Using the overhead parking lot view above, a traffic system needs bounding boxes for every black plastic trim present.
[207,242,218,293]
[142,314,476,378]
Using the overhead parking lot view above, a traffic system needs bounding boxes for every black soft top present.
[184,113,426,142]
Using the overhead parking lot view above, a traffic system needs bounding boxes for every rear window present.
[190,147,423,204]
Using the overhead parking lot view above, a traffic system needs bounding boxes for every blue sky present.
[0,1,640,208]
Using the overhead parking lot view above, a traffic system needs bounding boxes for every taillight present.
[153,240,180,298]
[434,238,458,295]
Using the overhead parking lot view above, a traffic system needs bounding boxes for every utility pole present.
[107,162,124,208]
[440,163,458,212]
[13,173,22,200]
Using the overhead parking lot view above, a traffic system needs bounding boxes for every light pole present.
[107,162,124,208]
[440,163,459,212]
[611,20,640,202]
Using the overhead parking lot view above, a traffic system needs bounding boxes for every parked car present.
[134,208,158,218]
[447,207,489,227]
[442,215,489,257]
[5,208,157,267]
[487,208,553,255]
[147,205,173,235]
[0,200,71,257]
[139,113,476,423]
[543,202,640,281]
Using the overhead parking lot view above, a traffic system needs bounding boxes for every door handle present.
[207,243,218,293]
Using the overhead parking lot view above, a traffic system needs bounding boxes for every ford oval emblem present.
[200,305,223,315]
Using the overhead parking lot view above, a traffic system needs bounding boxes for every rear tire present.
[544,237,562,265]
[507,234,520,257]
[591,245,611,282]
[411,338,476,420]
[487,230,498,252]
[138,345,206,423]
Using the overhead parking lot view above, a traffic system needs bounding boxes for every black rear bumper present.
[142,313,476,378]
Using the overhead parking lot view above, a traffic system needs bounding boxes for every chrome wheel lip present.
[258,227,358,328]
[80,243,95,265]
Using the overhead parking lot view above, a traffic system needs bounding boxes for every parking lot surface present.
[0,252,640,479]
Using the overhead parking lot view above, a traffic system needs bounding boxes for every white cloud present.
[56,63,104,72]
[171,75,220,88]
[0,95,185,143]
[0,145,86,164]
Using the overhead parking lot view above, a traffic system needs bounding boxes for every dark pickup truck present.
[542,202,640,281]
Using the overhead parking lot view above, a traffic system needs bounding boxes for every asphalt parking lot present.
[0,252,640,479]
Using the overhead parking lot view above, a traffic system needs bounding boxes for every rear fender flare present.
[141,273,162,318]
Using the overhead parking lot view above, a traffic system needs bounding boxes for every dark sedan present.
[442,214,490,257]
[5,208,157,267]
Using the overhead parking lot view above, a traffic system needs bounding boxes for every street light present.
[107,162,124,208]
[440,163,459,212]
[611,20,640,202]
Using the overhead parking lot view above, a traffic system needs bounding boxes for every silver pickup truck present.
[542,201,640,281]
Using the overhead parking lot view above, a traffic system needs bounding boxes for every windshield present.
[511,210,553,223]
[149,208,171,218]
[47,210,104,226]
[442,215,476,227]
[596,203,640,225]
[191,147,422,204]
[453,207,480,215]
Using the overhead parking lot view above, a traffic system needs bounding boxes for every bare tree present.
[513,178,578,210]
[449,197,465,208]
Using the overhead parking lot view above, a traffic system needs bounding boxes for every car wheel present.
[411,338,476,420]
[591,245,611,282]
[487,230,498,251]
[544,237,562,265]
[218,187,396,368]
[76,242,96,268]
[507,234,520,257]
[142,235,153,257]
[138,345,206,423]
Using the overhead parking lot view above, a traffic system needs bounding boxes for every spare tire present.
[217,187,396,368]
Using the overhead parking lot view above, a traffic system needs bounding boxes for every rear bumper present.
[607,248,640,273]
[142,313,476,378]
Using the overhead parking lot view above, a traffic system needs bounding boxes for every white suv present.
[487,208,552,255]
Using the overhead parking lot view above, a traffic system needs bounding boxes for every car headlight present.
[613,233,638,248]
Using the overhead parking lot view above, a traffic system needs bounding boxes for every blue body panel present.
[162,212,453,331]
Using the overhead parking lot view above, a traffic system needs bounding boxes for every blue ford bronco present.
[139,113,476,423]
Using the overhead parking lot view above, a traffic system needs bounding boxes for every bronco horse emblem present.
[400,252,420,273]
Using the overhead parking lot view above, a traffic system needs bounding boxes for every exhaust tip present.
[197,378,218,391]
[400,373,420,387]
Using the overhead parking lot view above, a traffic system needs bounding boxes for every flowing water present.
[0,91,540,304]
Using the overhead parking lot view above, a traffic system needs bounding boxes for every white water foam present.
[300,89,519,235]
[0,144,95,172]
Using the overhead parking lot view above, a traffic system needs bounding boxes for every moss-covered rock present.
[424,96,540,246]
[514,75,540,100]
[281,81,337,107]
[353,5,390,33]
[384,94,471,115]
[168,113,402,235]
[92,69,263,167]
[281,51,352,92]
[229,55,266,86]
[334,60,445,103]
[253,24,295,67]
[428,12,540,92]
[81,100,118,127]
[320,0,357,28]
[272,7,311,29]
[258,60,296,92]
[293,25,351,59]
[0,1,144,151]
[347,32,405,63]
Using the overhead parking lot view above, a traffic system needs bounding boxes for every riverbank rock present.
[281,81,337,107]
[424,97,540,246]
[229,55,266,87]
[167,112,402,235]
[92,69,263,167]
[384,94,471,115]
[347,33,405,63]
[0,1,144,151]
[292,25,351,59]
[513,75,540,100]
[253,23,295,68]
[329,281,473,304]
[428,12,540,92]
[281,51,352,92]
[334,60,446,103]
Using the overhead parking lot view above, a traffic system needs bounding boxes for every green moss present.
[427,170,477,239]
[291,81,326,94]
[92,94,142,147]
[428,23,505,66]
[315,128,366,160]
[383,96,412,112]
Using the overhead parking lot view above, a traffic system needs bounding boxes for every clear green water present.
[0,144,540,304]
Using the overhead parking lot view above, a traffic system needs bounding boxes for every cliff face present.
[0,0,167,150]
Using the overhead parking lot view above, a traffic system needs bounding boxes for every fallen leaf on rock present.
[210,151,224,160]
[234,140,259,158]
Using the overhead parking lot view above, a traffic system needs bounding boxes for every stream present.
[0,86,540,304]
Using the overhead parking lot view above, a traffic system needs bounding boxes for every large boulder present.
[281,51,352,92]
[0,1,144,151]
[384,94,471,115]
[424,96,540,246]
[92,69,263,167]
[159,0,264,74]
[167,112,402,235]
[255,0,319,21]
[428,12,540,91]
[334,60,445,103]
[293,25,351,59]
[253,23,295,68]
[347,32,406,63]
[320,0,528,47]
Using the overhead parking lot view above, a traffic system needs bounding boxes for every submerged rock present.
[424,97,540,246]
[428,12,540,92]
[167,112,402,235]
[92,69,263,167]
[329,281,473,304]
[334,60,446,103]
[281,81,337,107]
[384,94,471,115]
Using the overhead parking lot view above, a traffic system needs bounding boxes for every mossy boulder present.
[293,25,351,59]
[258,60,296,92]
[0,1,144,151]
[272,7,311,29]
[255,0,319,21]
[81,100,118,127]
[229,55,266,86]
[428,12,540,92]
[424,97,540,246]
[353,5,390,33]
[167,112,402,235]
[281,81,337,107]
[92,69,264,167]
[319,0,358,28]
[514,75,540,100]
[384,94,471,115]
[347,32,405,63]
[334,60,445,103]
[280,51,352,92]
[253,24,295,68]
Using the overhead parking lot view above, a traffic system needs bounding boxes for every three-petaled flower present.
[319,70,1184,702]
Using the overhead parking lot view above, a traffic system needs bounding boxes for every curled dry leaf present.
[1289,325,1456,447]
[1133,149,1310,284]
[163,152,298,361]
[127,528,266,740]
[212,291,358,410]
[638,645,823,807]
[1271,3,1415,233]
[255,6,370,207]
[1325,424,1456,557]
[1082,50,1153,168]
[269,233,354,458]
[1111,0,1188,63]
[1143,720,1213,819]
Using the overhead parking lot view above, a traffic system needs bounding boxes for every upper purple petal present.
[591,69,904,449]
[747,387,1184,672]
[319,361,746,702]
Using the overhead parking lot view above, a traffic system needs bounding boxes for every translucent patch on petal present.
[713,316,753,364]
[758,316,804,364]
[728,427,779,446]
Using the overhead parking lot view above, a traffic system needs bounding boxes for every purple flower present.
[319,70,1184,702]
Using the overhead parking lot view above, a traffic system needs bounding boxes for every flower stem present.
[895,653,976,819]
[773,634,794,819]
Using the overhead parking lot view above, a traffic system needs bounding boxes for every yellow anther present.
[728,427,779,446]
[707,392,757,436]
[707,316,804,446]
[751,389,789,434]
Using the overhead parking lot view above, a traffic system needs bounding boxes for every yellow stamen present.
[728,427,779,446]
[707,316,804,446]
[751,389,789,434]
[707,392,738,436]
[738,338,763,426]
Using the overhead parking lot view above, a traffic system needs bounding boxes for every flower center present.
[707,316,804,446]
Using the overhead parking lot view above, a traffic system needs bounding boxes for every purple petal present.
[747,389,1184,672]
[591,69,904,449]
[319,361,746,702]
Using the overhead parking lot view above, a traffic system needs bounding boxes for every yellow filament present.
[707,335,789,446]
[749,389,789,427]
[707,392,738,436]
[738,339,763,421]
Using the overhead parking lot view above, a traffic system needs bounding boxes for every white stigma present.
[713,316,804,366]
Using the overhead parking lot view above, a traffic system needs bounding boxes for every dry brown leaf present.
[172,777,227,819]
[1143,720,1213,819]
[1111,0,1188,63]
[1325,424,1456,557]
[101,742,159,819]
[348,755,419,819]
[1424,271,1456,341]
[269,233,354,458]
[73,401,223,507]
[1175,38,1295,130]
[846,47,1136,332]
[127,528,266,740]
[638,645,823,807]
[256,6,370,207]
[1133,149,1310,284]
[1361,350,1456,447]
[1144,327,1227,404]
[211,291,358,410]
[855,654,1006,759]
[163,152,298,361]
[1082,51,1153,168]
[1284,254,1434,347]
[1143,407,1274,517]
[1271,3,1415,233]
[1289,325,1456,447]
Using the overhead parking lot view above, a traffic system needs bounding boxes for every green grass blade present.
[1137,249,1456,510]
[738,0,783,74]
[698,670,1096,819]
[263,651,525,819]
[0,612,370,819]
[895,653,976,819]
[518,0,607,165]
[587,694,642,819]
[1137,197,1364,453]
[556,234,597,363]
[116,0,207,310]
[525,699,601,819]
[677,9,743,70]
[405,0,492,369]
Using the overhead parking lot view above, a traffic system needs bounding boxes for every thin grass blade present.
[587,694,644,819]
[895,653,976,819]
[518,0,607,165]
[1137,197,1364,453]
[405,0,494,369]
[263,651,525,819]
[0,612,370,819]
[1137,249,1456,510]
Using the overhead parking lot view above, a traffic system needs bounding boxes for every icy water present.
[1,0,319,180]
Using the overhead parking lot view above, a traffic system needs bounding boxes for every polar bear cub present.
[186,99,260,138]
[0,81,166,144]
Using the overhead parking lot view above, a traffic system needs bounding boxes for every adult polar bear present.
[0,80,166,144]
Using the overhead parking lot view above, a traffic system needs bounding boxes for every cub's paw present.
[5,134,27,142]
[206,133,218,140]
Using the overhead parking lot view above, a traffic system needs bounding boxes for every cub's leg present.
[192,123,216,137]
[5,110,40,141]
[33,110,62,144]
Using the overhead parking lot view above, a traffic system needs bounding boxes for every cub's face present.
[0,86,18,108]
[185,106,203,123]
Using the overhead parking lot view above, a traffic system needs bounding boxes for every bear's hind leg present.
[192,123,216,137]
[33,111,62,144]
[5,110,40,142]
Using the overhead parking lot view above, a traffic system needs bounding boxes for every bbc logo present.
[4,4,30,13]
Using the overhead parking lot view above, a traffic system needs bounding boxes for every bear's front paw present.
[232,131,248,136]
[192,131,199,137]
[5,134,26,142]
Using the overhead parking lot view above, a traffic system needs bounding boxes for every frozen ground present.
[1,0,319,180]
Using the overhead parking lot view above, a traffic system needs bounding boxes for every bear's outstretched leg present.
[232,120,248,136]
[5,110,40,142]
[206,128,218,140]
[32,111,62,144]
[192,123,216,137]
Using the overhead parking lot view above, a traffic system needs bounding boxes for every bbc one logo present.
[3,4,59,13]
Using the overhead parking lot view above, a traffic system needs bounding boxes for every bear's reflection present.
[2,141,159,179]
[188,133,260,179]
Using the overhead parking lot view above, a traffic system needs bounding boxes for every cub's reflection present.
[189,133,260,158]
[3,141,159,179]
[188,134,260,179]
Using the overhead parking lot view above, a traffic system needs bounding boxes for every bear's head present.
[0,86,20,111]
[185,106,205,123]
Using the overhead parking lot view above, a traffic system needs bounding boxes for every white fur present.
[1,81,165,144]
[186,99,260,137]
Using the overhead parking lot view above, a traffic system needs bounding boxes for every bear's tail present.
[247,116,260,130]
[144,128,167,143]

◆ Aim:
Select each line of the listing above that contains the word "truck", and reproduce those lines in full.

◆ Result:
Using the overhead parking lot view above, a traffic system needs bounding boxes for every dark pickup truck present.
Using the overhead parking lot view above, a traffic system needs bounding boxes for every silver pickup truck present.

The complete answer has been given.